(Provided passage Opens)
Too Much #6
‘There are so many ways of looking at the built environment,’ editor Yoshi Tsujimura of Too Much tells me, ‘But we didn’t want to think about the built environment in terms of geography, landscapes and cities.’ Instead, Too Much is a magazine of ‘Romantic Geography’ – and as Yoshi explains, that means that they’re interested in the things that ‘spaces can invoke in people: powerful memories, stories, a sense of wonder and horror.’
Unlike Europe-based favourites like Flaneur or Space Magazine - which are similarly interested in the stories smuggled beneath a building’s stones – Tokyo-based Too Much still very much comes from an architectural background and point of view. I like to think of it as a (perfect) combination of the magic and wonder found in Flaneur and the rigour and architectural theory found in digital magazine Uncube.
For the new issue – which has taken them a year to complete – the editorial team first decided to make an issue about gardens, especially gardens in Japan. Slowly they realised that what they were interested in wasn’t gardens at all but actually nature, and the places where the natural and the man-made intersect. The name of issue six, ‘Fake Mountain’, summarises their idea, taken from an article about a building in Shanghai that is decorated with a bulging mountain scape (above).
The piece interviews the architect of the monstrous shape as well as the people who live in the neighbourhood in what is true Too Much style – it’s a magazine not just interested in the facts, but the myths and emotions behind a place too. Beautiful photos by Naoki Ishikawa of Indonesian cave paintings explore another space where natural stone and human intellect meet (below).
Spreads are densely packed and effervescent (above), and often reverse headlines out of images, an uncommon trait in today’s indies, to create a sense of texture (below) well suited to the rocky imagery that permeates the issue. Everything in the issue makes you wish you could reach through into the papery pages and touch what’s in the photo – like a collection of oozing colourful ceramics (below), which stand out all the more against a stark black background.
A sense of touch and texture is important to the theme of this issue – evoked again by the crumpled fabrics of a fashion spread, a shoot printed on glossy paper (above). The contrast of gloss and wrinkled trouser creates an intriguing tension, and the shoot reminds me of the hazy but intense boredom captured in Sophia Coppola’s ‘Lost in Translation’.
An article on a city within a forest (above), and another on the landscaping surrounding the new Olympic stadium takes an an encyclopedia-like approach to combining image and text.
Although cleanly designed, there is nothing clinical or distant about Too Much – it’s a touching, intimate magazine, full of articles that genuinely explore the emotions of architecture and space. The theme of ‘Fake Mountain’ is very pure and taps into that odd but exhilarating tension between wilderness and cultivated space, between what comes naturally, and what is made up and invented.
(Provided passage Closes)
Work order A = In the Too Much #6 review, who took the photos of Indonesian cave paintings?
Work order B = Write out the part of the Too Much #6 review that opens with the words containing "The piece interviews" and closes with "stark black background.".
(Given entries Opens)
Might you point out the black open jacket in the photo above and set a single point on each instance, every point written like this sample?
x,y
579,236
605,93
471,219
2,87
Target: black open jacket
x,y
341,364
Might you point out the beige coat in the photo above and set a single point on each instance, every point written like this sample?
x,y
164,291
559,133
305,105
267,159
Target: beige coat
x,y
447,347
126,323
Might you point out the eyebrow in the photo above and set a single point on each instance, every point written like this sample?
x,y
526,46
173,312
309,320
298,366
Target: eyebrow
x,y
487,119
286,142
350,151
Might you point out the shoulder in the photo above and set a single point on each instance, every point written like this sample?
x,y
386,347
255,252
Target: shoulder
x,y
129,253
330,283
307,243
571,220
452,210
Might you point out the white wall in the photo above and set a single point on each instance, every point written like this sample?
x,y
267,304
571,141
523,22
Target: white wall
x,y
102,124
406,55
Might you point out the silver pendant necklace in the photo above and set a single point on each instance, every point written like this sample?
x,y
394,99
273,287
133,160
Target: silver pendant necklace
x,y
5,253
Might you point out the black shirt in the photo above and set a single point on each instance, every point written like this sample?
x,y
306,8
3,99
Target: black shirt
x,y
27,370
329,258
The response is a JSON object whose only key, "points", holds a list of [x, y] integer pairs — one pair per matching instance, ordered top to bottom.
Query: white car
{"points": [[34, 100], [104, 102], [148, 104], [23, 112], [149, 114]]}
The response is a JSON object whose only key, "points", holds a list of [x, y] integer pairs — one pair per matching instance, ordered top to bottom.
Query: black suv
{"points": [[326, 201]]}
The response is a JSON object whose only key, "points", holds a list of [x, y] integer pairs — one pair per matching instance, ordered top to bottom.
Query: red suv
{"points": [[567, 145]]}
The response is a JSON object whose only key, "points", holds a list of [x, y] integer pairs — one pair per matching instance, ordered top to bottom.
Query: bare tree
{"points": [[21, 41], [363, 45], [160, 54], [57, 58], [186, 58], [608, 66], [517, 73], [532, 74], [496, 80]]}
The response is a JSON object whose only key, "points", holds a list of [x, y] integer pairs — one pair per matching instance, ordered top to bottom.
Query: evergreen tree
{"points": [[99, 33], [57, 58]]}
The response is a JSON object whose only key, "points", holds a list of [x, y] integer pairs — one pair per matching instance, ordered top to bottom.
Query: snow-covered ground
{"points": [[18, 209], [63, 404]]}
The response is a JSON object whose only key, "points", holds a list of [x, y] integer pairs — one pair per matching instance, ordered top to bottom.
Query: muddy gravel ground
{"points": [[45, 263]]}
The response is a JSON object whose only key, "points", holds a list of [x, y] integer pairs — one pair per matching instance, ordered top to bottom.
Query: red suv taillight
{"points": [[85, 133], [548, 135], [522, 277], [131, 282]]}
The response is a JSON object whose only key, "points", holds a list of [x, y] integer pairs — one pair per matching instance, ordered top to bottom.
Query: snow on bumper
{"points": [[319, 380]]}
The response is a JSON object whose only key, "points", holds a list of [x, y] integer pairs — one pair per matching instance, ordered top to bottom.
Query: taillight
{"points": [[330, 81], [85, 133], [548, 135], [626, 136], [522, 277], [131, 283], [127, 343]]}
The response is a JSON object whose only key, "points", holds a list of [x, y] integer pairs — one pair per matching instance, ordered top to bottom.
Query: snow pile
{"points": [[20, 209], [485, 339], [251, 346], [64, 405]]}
(Given entries Closes)
Answer A = Naoki Ishikawa.

Answer B =
The piece interviews the architect of the monstrous shape as well as the people who live in the neighbourhood in what is true Too Much style – it’s a magazine not just interested in the facts, but the myths and emotions behind a place too. Beautiful photos by Naoki Ishikawa of Indonesian cave paintings explore another space where natural stone and human intellect meet (below).
Spreads are densely packed and effervescent (above), and often reverse headlines out of images, an uncommon trait in today’s indies, to create a sense of texture (below) well suited to the rocky imagery that permeates the issue. Everything in the issue makes you wish you could reach through into the papery pages and touch what’s in the photo – like a collection of oozing colourful ceramics (below), which stand out all the more against a stark black background.